- Problem description
Extend the article about the Texas landowners' flooding lawsuit past its last paragraph, not the material that follows it.

- Passage to read
By the end of June, a group of about 75 Texas landowners who allege the state repeatedly flooded their properties as a result of a highway project should know whether they can proceed with their lawsuit seeking compensation for the “taking” of their property.
The U.S. Supreme Court this week heard oral arguments in Devillier v. Texas, and many of the court’s questions focused on both the history of the Fifth Amendment takings law — which states that the government cannot take private property for public use, like a highway project, without “just compensation” — and the unusual procedural history of this case specifically.
“The risk when you take an appeal is that you could make bad law,” said Daniel Charest of Burns & Charest, who is the lead trial attorney for the landowners. “There’s a real risk here that states will recede from their present support for property rights and then you end up in a place where states can take property without paying for anything.”
“It’s a bigger case than I thought it was.”
The landowners, who live along the Interstate 10 corridor in Chambers, Liberty and Jefferson counties, filed their lawsuit against Texas in state courts, alleging a solid concrete barrier that was installed as part of the project that also elevated the interstate effectively acted as a dam during heavy rain events, holding flood waters on their properties, some of which had been in their families for more than five generations with no history of flooding.
While Texas has a right to take private property for public use, it is required to pay for the taking of that property, even if the taking is temporary.
Texas exercised its right to remove the cases to federal court, had them consolidated and then moved to dismiss the takings claim, arguing that, while the Fifth Amendment entitles property owners to just compensation, it doesn’t create an “implied cause of action” for a claim against the state. Instead, Texas argued, the landowners are required to bring their takings claim under section 1983, which allows individuals to sue a “person” for depriving them of their rights.
U.S. Magistrate Judge Andrew M. Edison, in his July 2021 report and recommendation, said the suit should be allowed to move forward and took exception to Texas’ stance, writing that a state or a state agency can’t be sued for a constitutional violation under section 1983.
“As applied to this case, the net effect of requiring plaintiffs to bring their federal constitutional takings claim under § 1983 against the state would be to end the claim before it even began. This is exactly the approach the state champions,” he wrote. “It is a classic Catch-22: plaintiffs must bring their federal takings claim against the state under § 1983, but such claims are dead on arrival because plaintiffs cannot bring their federal constitutional claims against the state under § 1983. I find the state’s stance incredibly myopic.”
Under Texas’ argument, he wrote, the state can take property from a private citizen without paying just compensation and leave the citizen without a remedy.
“This thinking eviscerates hundreds of years of Constitutional law in one fell swoop, and flies in the face of commonsense,” he wrote. “It is pretzel logic.”
U.S. District Judge Jeffrey Brown seemingly agreed and adopted the recommendation that the landowners be allowed to proceed with their takings claims in an August 2021 order.
Texas then took its fight to the Fifth Circuit. Judges Patrick E. Higginbotham, Leslie H. Southwick and Stephen A. Higginson heard oral arguments on Nov. 8, 2022, and issued a three-sentence ruling vacating the district court’s ruling on Nov. 23, 2022.
Both sides requested the court rehear the case en banc.
That request was denied on March 23, with only Judges Jerry E. Smith, Jennifer Walker Elrod, Kurt D. Engelhardt, Andrew S. Oldham and Cory T. Wilson voting in favor of rehearing and 11 voting against.

- Dataset content
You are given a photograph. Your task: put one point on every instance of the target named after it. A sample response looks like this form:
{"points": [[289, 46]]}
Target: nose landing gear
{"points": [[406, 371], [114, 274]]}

- The answer
Judges Higginbotham and Higginson, who sat on the original panel, both authored concurrences in the denial of rehearing en banc.
Judge Higginbotham wrote that there is no cause of action in federal court for takings claims against a state.
“The pathway for enforcement in takings by the state is rather through the state courts to the Supreme Court,” he wrote. “On that passage, the Supreme Court of Texas applies both federal and state law. Its decisions on state law control, and Texas state law provides the procedures for fulfilling the State’s obligations under the Takings Clause for takings by the state.”
The same congress that authored section 1983 could have provided the pathway urged by the landowners, Judge Higginbotham wrote, “but it is telling that it has not.”
“This move is above our paygrade,” he concluded.
Judge Oldham authored a dissent, joined by the four other judges who voted in favor of rehearing en banc, taking aim at Texas’ argument and at his colleagues.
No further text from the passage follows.